▶ SELECTED PASSAGE:
※ ※ ※
What it is about

I have always been a lover of short stories.

There was a time when I used to gobble up novels. I particularly recall a vacation when I was a student of the Vivekananda College in Madras. During those ten or fifteen days I used to get books from the college library and finish off one novel a day. The library did not have open access system but each of the  students had been given two bulky volumes of the “acquisition”‘; we had to select a book, fill up a requisition slip and hand it to the library assistant through a small window. Behind him were stacks and stacks of books in solitary confinement.  Minutes later he emerged with the book we had asked for and gave it to us after duly stamping it.

This process I went through every day during that vacation sometime in the early Sixties (the author whose titles I devoured was Pearl S. Buck): the college was close-by for me to be able to do so without any personal vehicle that scores of students boast of nowadays even while at school (nor did I have any girl friends: most boys and girls moved in phalanxes even in the so-called coed colleges such as the Madras Christian College where too I studied or earlier  in the coed school in Coimbatore) .

I even recall the ambience in which I read at that time. In those days students didn’t have a room of their own nor did parents shower so much attention on their wards (I envy the LKG children of the present times: I find that each day the mother picks up the child at the school gate and then before getting on to the Scooty goes across the road to the shop with the child on tow and buys for him or her a packet of Lays or a bar of Cadbury’s and says: Vaa, kanna, veetukku polaam: naa unakku mammu tharen, paavam unakku pasikkiradhu illaya?)
※ ※ ※
▶ DATA ROWS:

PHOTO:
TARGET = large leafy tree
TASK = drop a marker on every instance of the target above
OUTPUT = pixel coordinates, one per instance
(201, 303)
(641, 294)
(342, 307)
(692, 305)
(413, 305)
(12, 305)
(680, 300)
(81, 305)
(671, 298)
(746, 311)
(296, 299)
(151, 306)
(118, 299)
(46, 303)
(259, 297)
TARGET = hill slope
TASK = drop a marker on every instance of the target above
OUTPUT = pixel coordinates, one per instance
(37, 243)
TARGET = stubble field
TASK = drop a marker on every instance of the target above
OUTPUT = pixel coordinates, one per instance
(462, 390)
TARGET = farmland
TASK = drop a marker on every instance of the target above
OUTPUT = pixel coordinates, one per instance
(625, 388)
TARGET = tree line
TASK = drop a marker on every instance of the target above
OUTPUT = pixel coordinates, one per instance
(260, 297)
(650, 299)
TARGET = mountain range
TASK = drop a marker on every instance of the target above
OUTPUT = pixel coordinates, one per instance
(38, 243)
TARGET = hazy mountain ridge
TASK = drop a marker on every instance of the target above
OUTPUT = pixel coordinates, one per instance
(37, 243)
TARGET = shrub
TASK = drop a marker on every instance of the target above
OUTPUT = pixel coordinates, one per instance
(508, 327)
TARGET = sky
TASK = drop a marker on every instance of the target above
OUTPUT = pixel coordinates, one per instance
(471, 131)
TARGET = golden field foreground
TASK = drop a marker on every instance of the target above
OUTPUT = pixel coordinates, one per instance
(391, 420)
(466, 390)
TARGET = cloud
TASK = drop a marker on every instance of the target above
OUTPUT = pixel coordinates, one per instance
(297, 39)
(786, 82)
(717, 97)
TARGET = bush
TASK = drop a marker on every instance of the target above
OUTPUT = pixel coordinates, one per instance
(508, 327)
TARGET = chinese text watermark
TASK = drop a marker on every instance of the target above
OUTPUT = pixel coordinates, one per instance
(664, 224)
※ ※ ※
▶ COMPLETE THE FOLLOWING:
[1] In the essay about loving short stories, whose books did the writer read one a day during that college vacation?
[2] Rewrite the essay about short stories from "I even recall" to "unakku pasikkiradhu illaya?)", putting "scooter" in place of "Scooty".
[3] Keep writing the essay about loving short stories, picking up right after its last sentence.

▶ RESULTS FOR THE EXERCISE:
[1] Pearl S. Buck

[2]
I even recall the ambience in which I read at that time. In those days students didn’t have a room of their own nor did parents shower so much attention on their wards (I envy the LKG children of the present times: I find that each day the mother picks up the child at the school gate and then before getting on to the scooter goes across the road to the shop with the child on tow and buys for him or her a packet of Lays or a bar of Cadbury’s and says: Vaa, kanna, veetukku polaam: naa unakku mammu tharen, paavam unakku pasikkiradhu illaya?)

[3]
Sorry for these constant digressions. I was recalling where I read during those hols. Yes, it was in the hall: we Indians don’t use the term ‘drawing room’: it’s always the hall. After all, we have had centuries of foreign rule and we would like to think that to every man the home is his castle and so we imagine we are living in one of those Scottish castles with their capacious rooms.  Thus it was that I was comfortably settled (rather stretched) in the three-seater rattan sofa with the fan whirring above. I would be engrossed in my book, not knowing even when a storm was raging outside or when a mouse scurried across the floor.

The Loyola College too had a well-stocked library but students were not allowed to go in and browse: nowadays even bookshops let you do it. Well, in our days even bookshops didn’t encourage shoppers to touch their wares – yes, that’s the term. I remember a shop, a famous shop, on Mount Road, where the shop owner expected us to get in, ask for a book, pay and leave with the thing in hand. Very much like you bought  half a seer of vellam at the corner maligai kadai or a matchbox at the potti kadai.

Even during the most part of my career I continued reading novels but there came a time when the weariness, the fever and the fret of everyday life did not allow me to spend much time with the bulky books. Yet love of reading cannot be squelched: so I kept up reading short stories – I still do.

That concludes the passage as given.